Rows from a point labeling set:
+--

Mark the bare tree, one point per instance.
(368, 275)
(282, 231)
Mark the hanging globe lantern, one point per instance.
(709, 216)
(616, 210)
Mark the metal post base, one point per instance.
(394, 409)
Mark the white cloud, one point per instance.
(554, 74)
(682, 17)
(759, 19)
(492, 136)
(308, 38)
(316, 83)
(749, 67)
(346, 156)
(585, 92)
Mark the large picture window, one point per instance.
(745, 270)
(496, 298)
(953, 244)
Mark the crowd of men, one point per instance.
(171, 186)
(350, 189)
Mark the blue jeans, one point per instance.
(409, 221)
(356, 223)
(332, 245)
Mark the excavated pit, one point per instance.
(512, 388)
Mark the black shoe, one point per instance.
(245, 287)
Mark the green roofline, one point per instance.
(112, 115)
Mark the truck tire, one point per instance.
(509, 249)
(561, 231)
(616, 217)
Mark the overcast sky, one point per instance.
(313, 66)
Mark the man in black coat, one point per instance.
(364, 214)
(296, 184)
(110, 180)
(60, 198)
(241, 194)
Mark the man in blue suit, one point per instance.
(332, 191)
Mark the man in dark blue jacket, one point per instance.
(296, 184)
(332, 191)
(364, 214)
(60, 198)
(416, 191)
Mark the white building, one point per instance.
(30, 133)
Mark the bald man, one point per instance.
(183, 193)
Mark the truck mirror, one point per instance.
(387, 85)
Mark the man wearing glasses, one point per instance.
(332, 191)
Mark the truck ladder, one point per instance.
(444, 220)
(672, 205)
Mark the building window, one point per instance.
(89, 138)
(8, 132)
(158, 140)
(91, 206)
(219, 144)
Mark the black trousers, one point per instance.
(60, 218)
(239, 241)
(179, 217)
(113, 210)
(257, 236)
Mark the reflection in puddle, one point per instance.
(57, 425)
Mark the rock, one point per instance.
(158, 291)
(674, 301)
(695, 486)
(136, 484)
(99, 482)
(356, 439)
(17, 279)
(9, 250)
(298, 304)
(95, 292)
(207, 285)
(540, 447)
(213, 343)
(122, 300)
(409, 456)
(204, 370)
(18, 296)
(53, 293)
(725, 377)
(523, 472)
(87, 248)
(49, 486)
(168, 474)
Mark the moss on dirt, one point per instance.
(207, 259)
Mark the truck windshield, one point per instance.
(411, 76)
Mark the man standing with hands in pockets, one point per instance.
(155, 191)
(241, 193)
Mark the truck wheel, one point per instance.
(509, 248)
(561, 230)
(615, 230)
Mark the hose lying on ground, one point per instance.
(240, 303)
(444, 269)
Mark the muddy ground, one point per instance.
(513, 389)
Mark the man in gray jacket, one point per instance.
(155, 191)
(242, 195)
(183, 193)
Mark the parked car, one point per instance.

+--

Give the stretch of rows from the one containing "Mark the reflection" through the end as a Markdown table with the columns Number and Text, leaving out blank lines.

§ **PROBLEM SOLUTION**:
| Number | Text |
|---|---|
| 1 | Mark the reflection in puddle, one point per instance. |
| 2 | (57, 425) |
| 3 | Mark the rock, one point per instance. |
| 4 | (158, 291) |
| 5 | (674, 301) |
| 6 | (695, 486) |
| 7 | (136, 484) |
| 8 | (99, 482) |
| 9 | (356, 439) |
| 10 | (17, 279) |
| 11 | (9, 250) |
| 12 | (298, 304) |
| 13 | (95, 292) |
| 14 | (207, 285) |
| 15 | (540, 447) |
| 16 | (213, 343) |
| 17 | (122, 300) |
| 18 | (409, 456) |
| 19 | (204, 370) |
| 20 | (18, 296) |
| 21 | (53, 293) |
| 22 | (725, 377) |
| 23 | (523, 472) |
| 24 | (87, 248) |
| 25 | (49, 486) |
| 26 | (168, 474) |
| 27 | Mark the moss on dirt, one point per instance. |
| 28 | (207, 259) |
| 29 | Mark the truck windshield, one point per instance. |
| 30 | (411, 76) |
| 31 | Mark the man standing with hands in pockets, one point per instance. |
| 32 | (155, 191) |
| 33 | (241, 193) |
| 34 | Mark the truck wheel, one point per instance. |
| 35 | (509, 248) |
| 36 | (561, 230) |
| 37 | (615, 230) |
| 38 | Mark the hose lying on ground, one point per instance. |
| 39 | (240, 303) |
| 40 | (444, 269) |
| 41 | Mark the muddy ground, one point per instance. |
| 42 | (513, 389) |
| 43 | Mark the man in gray jacket, one point per instance. |
| 44 | (155, 191) |
| 45 | (242, 195) |
| 46 | (183, 193) |
| 47 | Mark the parked car, one point per instance. |